> **Work to be completed**
Treat the line containing "Pick out every instance of the cherub" as the first line and the final line of the material below as the last; reproduce that range exactly.

> **Input records**
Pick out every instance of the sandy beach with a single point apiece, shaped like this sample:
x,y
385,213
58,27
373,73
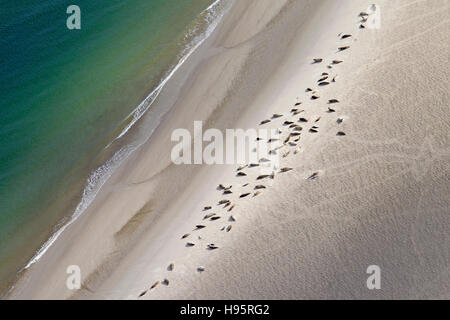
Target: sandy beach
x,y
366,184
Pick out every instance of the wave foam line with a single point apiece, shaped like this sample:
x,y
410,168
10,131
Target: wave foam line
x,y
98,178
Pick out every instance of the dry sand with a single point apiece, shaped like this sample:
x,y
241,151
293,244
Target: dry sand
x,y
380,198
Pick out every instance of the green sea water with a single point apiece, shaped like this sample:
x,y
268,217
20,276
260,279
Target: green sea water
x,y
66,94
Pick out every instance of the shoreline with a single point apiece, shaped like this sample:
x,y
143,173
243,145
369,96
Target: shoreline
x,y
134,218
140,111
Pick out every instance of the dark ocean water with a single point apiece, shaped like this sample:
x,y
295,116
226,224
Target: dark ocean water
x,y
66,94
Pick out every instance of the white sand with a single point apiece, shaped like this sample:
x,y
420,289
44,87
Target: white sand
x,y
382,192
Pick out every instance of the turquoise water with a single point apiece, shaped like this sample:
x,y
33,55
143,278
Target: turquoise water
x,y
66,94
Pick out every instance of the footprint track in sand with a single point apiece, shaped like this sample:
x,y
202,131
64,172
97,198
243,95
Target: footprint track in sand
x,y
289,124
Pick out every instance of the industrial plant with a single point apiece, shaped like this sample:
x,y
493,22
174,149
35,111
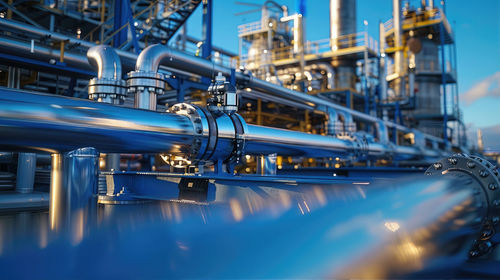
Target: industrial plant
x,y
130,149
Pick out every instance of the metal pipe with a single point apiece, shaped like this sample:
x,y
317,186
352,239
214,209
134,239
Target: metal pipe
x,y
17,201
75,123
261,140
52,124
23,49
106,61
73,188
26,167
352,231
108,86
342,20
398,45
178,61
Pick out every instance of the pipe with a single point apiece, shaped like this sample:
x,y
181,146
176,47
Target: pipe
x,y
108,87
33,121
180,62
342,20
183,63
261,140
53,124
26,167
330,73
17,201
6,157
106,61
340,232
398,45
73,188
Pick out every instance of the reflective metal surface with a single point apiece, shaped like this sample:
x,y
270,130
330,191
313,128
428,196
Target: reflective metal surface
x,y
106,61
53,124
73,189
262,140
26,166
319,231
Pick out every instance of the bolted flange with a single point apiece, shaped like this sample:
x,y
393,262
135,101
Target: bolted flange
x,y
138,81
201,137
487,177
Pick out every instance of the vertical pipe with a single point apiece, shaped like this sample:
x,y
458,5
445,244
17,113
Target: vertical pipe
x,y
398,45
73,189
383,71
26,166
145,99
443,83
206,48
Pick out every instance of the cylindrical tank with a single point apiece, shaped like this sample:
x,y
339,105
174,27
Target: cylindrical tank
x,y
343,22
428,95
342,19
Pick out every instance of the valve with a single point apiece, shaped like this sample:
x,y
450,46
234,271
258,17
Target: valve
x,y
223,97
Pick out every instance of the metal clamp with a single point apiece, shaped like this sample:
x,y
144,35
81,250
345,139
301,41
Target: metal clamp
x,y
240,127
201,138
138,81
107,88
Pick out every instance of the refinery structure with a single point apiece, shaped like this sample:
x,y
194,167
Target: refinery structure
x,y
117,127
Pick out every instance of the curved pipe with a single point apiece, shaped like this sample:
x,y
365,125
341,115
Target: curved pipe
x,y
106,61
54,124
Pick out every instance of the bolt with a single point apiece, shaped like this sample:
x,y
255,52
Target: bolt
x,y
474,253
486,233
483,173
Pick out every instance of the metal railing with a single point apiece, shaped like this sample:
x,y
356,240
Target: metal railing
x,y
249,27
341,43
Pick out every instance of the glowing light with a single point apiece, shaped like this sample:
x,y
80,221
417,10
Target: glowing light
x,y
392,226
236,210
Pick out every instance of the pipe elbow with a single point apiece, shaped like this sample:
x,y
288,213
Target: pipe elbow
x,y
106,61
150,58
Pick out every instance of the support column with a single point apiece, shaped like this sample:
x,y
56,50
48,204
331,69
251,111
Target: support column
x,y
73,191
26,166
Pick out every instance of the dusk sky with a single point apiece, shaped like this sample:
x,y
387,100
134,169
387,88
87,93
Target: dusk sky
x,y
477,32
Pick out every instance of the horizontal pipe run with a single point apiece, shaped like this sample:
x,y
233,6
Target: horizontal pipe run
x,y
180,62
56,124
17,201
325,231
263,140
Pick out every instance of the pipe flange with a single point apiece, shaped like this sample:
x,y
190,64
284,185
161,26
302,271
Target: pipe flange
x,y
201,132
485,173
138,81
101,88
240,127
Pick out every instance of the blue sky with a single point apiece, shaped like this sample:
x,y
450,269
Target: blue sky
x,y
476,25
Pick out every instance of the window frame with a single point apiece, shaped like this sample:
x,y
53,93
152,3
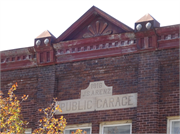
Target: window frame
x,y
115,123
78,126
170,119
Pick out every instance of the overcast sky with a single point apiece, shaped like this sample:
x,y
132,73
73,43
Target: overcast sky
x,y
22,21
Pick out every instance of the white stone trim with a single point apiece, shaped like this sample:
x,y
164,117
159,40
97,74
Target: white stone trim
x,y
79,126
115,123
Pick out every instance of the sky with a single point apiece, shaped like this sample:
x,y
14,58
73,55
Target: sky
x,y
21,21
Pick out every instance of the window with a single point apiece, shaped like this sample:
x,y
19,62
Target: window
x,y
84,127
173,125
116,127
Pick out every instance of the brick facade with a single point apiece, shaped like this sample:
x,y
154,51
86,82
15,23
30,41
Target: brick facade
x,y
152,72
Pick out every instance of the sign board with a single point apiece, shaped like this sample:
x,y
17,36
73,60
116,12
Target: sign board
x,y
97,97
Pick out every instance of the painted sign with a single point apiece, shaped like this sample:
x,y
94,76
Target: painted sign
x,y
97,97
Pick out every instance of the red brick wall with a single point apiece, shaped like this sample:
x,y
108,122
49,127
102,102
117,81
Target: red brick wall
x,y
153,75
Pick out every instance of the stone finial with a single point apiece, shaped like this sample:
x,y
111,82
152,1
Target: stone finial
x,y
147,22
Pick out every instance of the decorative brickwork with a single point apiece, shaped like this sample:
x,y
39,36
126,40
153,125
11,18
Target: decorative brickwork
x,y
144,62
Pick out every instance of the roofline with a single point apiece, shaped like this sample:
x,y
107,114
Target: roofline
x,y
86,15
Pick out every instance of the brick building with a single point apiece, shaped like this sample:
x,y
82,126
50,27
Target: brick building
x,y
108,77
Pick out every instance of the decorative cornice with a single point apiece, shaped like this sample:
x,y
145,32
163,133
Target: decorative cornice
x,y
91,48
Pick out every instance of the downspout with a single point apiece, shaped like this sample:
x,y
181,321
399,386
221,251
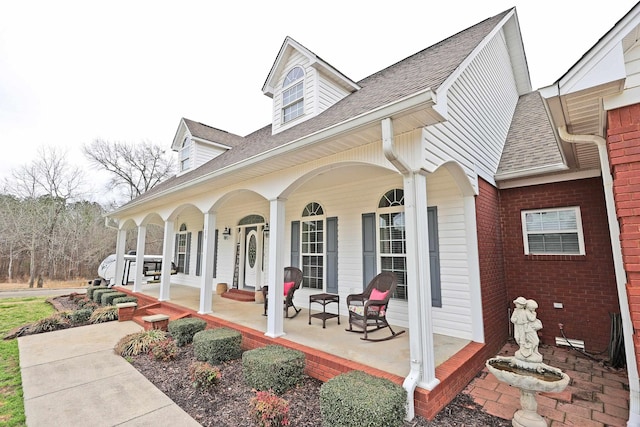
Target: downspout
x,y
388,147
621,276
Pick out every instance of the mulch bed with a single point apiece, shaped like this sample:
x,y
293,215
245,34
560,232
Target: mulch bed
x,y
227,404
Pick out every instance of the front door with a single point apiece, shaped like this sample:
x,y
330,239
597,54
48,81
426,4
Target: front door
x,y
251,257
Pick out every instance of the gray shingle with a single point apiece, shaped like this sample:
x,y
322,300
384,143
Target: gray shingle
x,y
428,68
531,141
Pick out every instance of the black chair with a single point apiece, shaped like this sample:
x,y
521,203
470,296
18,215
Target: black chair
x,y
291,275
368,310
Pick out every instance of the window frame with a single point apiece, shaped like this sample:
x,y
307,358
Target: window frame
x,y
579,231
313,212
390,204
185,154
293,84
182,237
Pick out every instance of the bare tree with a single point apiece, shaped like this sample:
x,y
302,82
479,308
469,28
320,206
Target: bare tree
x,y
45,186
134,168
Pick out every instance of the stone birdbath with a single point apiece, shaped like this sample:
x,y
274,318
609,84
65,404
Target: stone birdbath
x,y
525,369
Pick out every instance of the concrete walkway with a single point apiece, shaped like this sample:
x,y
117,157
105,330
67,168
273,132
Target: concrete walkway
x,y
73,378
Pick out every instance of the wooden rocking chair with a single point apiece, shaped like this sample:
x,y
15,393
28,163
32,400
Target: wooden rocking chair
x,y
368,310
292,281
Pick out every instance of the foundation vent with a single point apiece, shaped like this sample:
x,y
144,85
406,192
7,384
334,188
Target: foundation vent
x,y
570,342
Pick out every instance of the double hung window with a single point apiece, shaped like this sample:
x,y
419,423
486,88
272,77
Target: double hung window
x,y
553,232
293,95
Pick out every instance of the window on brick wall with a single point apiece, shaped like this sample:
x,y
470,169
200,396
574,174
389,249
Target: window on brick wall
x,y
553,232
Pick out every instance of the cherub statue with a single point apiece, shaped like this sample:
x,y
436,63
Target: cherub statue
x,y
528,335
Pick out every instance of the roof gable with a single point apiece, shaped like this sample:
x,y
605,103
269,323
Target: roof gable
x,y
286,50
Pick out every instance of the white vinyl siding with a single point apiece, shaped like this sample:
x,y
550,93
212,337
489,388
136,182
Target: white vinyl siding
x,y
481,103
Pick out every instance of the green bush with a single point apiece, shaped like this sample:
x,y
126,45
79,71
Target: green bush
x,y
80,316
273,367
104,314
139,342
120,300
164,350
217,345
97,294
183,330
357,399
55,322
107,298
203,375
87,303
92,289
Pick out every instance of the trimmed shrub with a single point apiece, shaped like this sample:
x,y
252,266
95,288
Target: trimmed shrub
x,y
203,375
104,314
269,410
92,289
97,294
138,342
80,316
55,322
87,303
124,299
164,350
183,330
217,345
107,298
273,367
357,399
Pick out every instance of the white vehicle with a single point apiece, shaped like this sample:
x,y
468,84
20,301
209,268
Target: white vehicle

> **Solved problem**
Pick out every instance of the cherub statue with a single point apiece, shaped like this sample:
x,y
436,63
Target: cherub statue
x,y
528,335
Pick out every instance of the roof gable with a single point apiece, shaped like this sample:
x,y
605,103
269,323
Target: roof gable
x,y
286,50
Pick out every instance of the white vinyl siding with a single point apiece, shaped like this sample:
x,y
550,93
212,337
489,388
136,182
Target: white vinyl siding
x,y
481,103
Pick out every instance of the green bush with a single point apiece, shaped like this sample:
x,y
126,45
79,71
Target: green bush
x,y
80,316
273,367
104,314
139,342
120,300
164,350
217,345
97,294
183,330
357,399
55,322
107,298
203,375
87,303
92,289
Pick out every instance of the trimmed shrub with a single point apiece, shaped like this sample:
x,y
252,266
95,288
Target: trimmed shrub
x,y
203,375
104,314
269,410
92,289
97,294
138,342
80,316
55,322
87,303
124,299
164,350
183,330
217,345
107,298
273,367
357,399
Pick out every instance of the white vehicle with a single point apiece, shaped like this sample:
x,y
468,84
20,301
209,268
Target: white vehicle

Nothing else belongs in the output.